◆ Task statement: Copy every record exactly, and keep the pictures out.

◆ Given data:
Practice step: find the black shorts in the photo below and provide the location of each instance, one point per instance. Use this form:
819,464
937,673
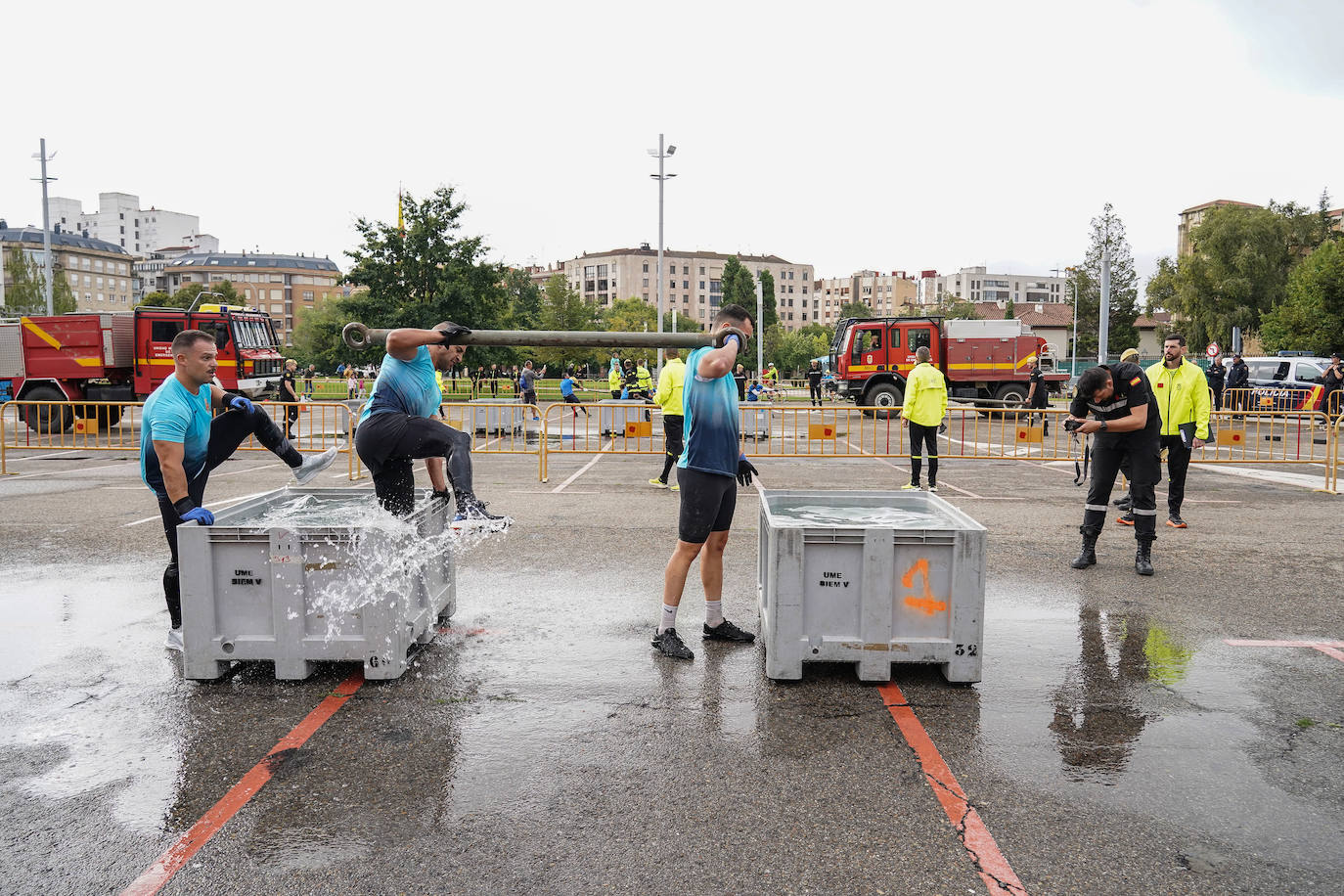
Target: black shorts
707,504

◆ Output below:
Practice step: find the black shorts in the photo below and provide the location of each instance, one point per instance. Use this form:
819,464
937,673
Target: black shorts
707,504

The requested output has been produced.